Task directions — Show each line in the material below that contains the word "white". Case matters, so capital and lowercase letters count as different.

Supplied records —
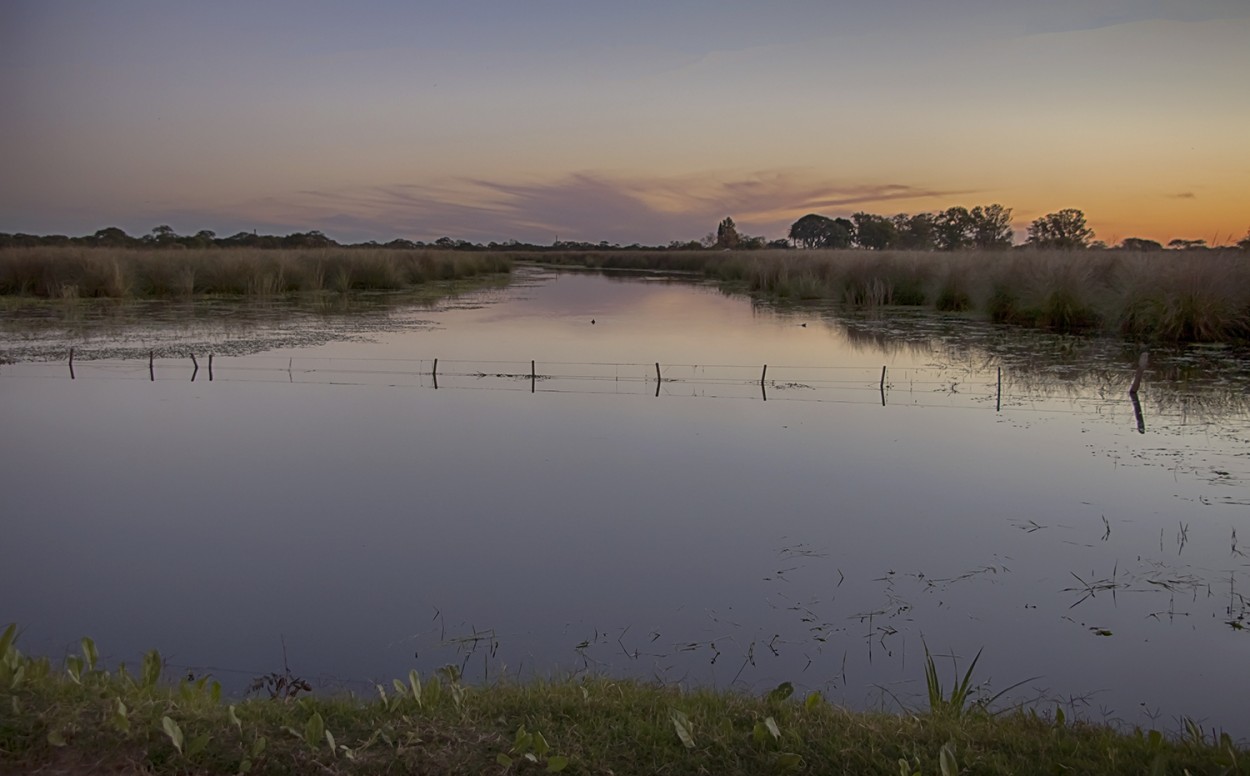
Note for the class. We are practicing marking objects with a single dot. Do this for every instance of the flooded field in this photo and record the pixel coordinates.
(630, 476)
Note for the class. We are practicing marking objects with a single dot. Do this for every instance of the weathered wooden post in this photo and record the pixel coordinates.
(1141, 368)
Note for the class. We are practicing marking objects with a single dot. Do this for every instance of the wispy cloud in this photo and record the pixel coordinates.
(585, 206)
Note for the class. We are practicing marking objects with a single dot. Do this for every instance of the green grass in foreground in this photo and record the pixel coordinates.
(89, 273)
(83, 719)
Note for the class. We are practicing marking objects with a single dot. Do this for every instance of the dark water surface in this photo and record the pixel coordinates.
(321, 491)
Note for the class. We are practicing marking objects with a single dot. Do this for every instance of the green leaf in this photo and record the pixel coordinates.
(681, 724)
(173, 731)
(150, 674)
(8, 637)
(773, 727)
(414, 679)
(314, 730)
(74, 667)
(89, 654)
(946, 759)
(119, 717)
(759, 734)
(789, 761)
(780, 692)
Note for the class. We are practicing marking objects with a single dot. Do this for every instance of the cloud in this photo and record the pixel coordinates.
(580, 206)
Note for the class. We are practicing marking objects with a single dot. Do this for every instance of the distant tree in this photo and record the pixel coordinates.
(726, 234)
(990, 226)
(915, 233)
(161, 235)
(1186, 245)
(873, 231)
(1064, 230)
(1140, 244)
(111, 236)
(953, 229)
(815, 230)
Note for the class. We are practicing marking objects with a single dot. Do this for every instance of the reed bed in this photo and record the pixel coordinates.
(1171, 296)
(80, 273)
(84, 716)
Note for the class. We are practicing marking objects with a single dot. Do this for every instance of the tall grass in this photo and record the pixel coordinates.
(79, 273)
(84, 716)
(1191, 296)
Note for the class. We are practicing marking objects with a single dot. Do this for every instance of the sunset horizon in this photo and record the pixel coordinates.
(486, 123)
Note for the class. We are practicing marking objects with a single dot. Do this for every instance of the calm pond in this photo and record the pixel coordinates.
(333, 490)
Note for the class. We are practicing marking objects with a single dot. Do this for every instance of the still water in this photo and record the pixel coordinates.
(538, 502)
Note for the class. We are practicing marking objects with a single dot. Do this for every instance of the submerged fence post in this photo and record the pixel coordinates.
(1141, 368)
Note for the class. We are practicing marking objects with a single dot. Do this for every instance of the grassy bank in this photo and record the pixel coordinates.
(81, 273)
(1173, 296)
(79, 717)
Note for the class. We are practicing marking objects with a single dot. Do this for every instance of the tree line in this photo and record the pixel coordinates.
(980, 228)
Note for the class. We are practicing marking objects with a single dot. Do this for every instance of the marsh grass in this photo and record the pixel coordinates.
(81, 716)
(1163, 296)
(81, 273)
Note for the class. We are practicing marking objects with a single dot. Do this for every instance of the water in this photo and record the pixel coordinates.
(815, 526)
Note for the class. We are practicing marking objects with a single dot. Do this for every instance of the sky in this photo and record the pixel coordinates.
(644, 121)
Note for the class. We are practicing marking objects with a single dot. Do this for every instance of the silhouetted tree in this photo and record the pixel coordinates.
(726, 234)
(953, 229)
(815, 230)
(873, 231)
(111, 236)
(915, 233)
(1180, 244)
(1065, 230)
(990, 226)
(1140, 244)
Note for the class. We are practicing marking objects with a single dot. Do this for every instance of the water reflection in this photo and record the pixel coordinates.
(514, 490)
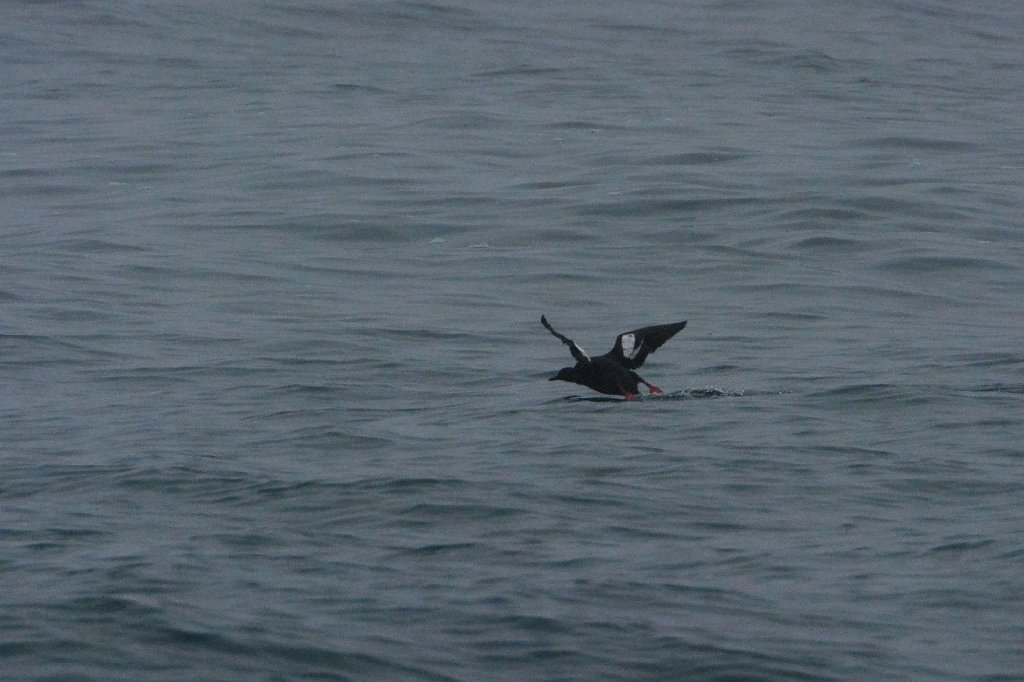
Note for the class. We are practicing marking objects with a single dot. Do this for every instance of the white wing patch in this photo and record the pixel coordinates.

* * *

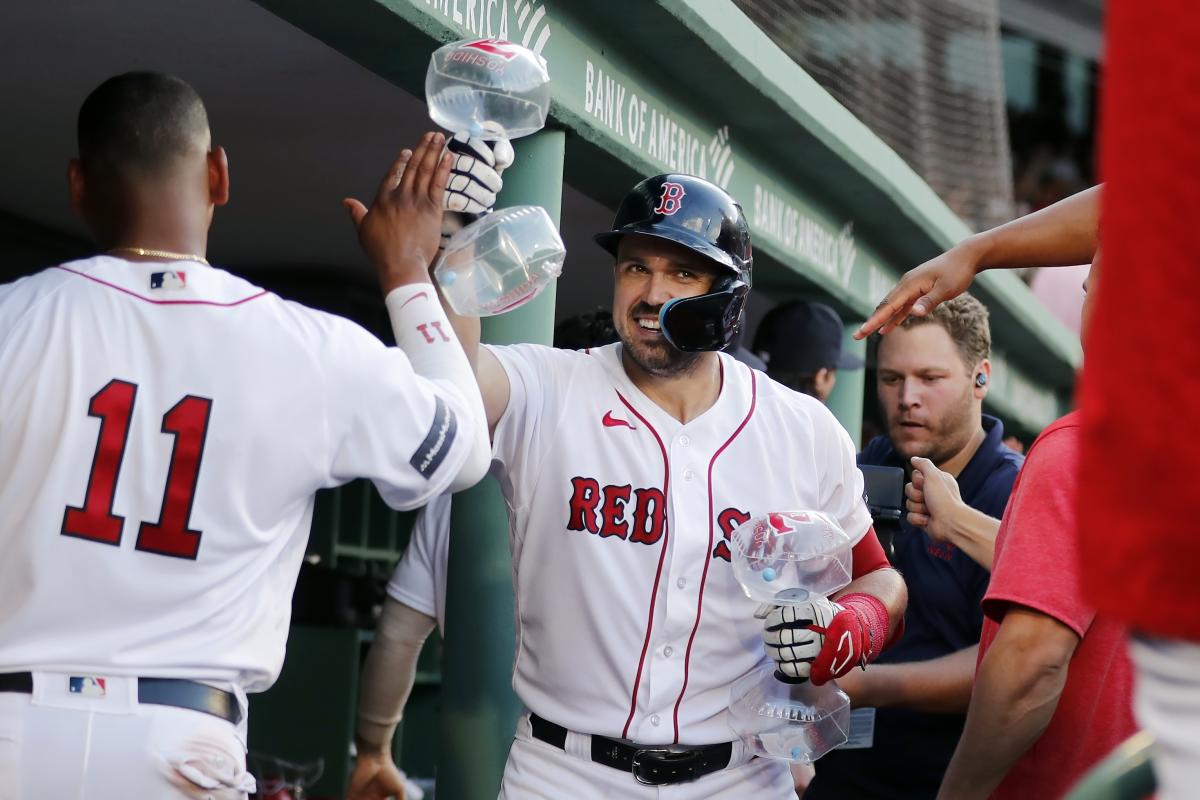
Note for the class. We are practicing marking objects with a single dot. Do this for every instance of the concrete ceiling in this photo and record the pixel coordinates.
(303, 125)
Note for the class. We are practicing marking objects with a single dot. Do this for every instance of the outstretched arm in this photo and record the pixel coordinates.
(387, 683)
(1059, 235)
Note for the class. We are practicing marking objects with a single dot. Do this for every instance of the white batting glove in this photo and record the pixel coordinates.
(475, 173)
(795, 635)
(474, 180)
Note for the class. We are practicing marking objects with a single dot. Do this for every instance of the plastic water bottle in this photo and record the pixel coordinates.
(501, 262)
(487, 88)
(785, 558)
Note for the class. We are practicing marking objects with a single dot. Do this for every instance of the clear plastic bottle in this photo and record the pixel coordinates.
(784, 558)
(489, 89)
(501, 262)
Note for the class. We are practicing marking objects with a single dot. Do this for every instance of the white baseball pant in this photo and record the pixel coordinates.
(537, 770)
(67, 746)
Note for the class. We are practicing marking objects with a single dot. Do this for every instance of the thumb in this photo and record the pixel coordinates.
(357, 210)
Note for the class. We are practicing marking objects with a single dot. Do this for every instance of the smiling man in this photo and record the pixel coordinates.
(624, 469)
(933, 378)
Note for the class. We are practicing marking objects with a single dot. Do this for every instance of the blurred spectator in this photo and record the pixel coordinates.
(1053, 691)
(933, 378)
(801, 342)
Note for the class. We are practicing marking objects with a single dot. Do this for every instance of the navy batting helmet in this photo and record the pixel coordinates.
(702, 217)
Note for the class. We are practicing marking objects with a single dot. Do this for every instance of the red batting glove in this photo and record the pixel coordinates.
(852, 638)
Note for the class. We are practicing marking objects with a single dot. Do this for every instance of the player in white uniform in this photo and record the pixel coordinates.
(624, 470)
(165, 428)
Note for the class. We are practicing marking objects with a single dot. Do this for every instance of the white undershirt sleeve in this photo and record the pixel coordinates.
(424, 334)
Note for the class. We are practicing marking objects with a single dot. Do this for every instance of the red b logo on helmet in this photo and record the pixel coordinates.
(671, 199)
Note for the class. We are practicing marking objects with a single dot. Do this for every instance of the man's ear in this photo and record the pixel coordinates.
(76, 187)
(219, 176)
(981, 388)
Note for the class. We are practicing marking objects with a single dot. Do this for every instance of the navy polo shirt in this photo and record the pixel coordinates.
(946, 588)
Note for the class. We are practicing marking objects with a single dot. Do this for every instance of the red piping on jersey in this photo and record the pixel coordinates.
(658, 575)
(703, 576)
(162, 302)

Exercise result —
Note for the class. We are practicing marking objects with a single dot. Do this for every instance of the white wing patch in this photo and record the pixel coordinates.
Note for the class. We are practicing marking objects with a single dot. Do this for every instance of the white batting glove in this photo and record the pixel coordinates.
Note for the class. We are practicing marking objects with a single dot. Do this for every instance of the white baseball pant in this photo and record the pixel coordinates.
Note for the class. We are practicing marking objects with a single dot. Do this for every instance of the player in white uniform in this photo and record the pixel coordinates.
Note for the class. We are practicing marking objects with a single dot. Do this for every instance of the white undershirt sleeve in this photo and record the pixel coordinates.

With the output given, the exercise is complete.